__TASK OBJECTIVE__.
Omit all pictures. Reproduce exactly the lines from the first line of the records below through the line with "Each instance of the car".

(Point localization data)
________________
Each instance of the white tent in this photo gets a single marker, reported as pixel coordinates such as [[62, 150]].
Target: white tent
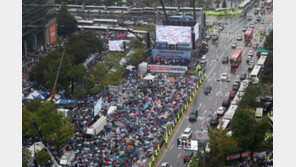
[[149, 77], [130, 67], [143, 67], [111, 110]]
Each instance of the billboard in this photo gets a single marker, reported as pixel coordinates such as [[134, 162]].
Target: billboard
[[173, 34], [52, 34], [98, 106], [196, 31], [116, 45], [164, 68], [171, 54]]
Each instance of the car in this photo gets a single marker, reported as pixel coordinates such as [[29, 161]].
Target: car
[[193, 115], [214, 119], [208, 90], [187, 157], [258, 18], [243, 76], [225, 60], [249, 58], [233, 45], [221, 110], [165, 164], [232, 94], [236, 85], [239, 37], [187, 133], [251, 53], [226, 103], [224, 77]]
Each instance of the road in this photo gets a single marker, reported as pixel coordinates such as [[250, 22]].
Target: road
[[220, 90]]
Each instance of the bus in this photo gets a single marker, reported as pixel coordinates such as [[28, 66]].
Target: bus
[[120, 8], [136, 10], [262, 61], [236, 58], [90, 7], [268, 4], [248, 35], [105, 21], [255, 74], [149, 10]]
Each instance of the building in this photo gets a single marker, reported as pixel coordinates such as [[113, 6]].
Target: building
[[38, 24]]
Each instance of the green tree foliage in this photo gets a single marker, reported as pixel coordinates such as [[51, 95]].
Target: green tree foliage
[[42, 157], [26, 157], [217, 2], [56, 130], [251, 93], [221, 145], [268, 44], [137, 57], [224, 5], [67, 24], [267, 76]]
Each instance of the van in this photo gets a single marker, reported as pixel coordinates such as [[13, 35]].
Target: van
[[259, 114]]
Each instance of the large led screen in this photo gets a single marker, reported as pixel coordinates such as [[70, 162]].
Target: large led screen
[[173, 34], [116, 45]]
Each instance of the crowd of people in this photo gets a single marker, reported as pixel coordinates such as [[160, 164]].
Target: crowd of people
[[262, 159], [134, 131]]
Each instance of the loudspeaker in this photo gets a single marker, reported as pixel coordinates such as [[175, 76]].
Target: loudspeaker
[[193, 41]]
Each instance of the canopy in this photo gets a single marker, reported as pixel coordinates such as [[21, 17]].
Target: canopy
[[65, 101], [149, 77]]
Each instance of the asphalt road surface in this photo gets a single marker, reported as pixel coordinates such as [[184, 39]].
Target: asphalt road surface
[[220, 90]]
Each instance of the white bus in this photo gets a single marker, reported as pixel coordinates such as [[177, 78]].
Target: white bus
[[230, 112], [105, 22], [262, 61], [188, 9], [90, 7], [255, 74], [120, 8]]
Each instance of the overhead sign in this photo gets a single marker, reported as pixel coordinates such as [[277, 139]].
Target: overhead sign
[[163, 68], [173, 34], [171, 54], [187, 144]]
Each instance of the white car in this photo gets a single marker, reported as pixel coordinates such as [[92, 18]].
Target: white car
[[224, 77], [187, 133], [221, 110]]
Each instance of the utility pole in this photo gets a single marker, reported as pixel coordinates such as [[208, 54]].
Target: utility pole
[[56, 80]]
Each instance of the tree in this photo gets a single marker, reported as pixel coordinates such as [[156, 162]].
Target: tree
[[42, 157], [217, 2], [268, 44], [26, 157], [224, 5], [221, 145], [137, 57], [250, 95], [67, 24], [56, 130]]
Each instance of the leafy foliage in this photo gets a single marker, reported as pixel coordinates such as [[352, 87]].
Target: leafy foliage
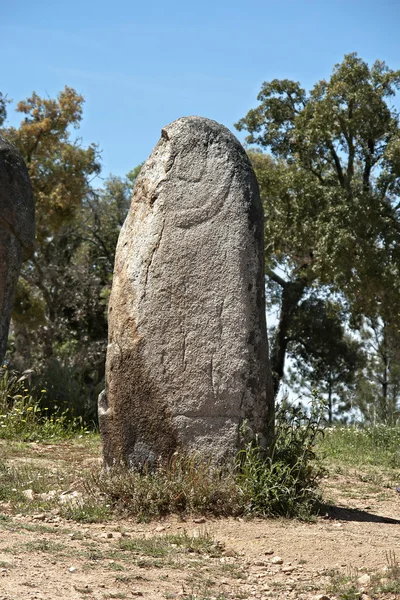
[[23, 416], [330, 191]]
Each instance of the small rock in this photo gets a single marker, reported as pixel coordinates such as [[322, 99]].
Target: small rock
[[28, 494], [364, 579], [229, 552], [288, 569]]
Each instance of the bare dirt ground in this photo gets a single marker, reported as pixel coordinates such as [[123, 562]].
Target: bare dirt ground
[[45, 557]]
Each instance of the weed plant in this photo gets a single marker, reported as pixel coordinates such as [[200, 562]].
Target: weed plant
[[23, 417], [283, 483]]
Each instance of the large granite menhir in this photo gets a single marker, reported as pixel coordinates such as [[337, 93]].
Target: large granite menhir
________________
__REPLY TO THE EXERCISE__.
Each instance of the white tent in this photo gets a single marker, reported as pixel coordinates such as [[62, 150]].
Target: white tent
[[149, 77], [130, 67], [143, 67], [111, 110]]
Each instance of the billboard in this photo gets a single marker, reported as pixel coordinates such as [[134, 162]].
Target: billboard
[[173, 34], [52, 34], [98, 106], [196, 31], [116, 45], [164, 68], [171, 54]]
Each instance of the car in this photo gets a single marker, reported as pixel coordinates such as [[29, 161]].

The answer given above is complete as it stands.